* [STATED PROBLEM]:
How many lines in the records below contain the string "duckling"? Case counts, and the reply should be the number alone.

* [RECORDS SHOWN]:
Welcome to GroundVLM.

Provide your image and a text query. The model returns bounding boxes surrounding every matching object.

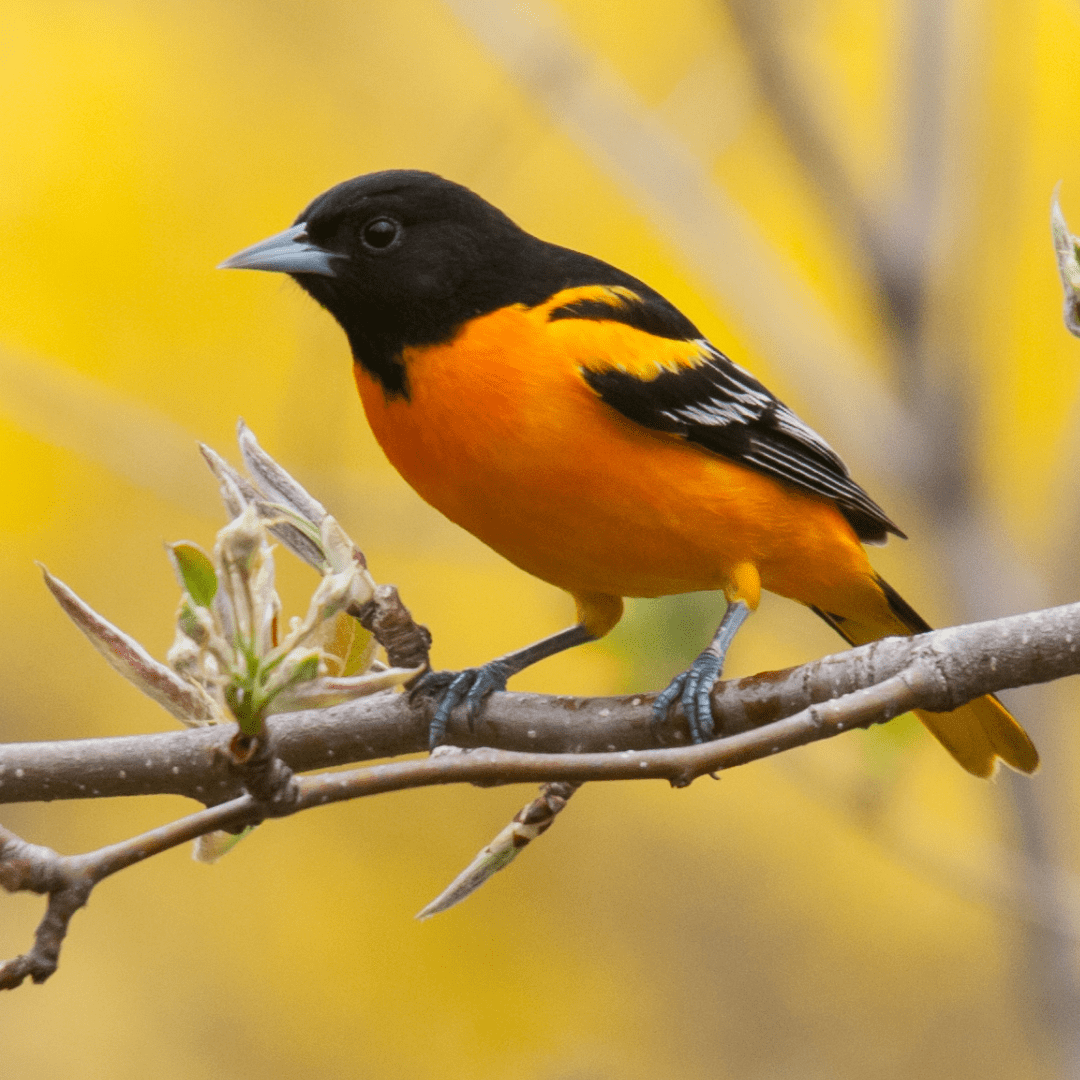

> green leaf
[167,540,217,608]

* * *

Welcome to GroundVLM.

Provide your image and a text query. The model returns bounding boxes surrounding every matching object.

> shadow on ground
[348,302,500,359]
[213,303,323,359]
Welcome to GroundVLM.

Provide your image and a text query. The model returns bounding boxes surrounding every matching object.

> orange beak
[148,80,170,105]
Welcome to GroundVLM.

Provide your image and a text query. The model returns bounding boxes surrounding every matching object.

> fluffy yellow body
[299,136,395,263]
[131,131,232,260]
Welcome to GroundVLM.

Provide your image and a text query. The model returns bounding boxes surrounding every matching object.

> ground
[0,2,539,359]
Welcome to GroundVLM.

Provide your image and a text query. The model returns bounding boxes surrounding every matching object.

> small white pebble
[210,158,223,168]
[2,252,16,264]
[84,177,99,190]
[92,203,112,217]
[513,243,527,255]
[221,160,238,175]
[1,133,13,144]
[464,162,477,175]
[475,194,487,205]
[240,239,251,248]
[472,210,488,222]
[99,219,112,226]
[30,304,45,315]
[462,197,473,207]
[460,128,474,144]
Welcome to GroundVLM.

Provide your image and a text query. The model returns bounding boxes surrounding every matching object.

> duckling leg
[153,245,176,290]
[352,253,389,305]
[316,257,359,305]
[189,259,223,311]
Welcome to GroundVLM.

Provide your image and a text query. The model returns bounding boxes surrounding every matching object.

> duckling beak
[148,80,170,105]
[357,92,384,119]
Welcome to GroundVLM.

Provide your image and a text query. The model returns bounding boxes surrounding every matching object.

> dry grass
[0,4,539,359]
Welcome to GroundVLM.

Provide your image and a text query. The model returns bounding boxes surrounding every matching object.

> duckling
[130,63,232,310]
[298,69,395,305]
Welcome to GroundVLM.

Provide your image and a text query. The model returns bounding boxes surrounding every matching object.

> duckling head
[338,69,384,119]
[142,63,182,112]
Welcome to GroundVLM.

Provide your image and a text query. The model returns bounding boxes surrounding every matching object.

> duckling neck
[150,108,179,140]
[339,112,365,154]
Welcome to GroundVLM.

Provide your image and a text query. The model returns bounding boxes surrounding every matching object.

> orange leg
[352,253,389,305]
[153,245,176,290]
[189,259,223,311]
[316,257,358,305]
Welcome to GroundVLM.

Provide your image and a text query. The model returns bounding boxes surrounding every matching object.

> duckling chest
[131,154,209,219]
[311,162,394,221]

* * *

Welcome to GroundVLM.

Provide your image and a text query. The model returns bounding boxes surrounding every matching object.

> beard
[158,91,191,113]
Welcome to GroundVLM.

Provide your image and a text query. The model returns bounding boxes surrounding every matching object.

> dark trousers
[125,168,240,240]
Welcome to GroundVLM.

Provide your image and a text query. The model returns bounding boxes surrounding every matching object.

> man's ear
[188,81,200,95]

* [TASK ANSWER]:
6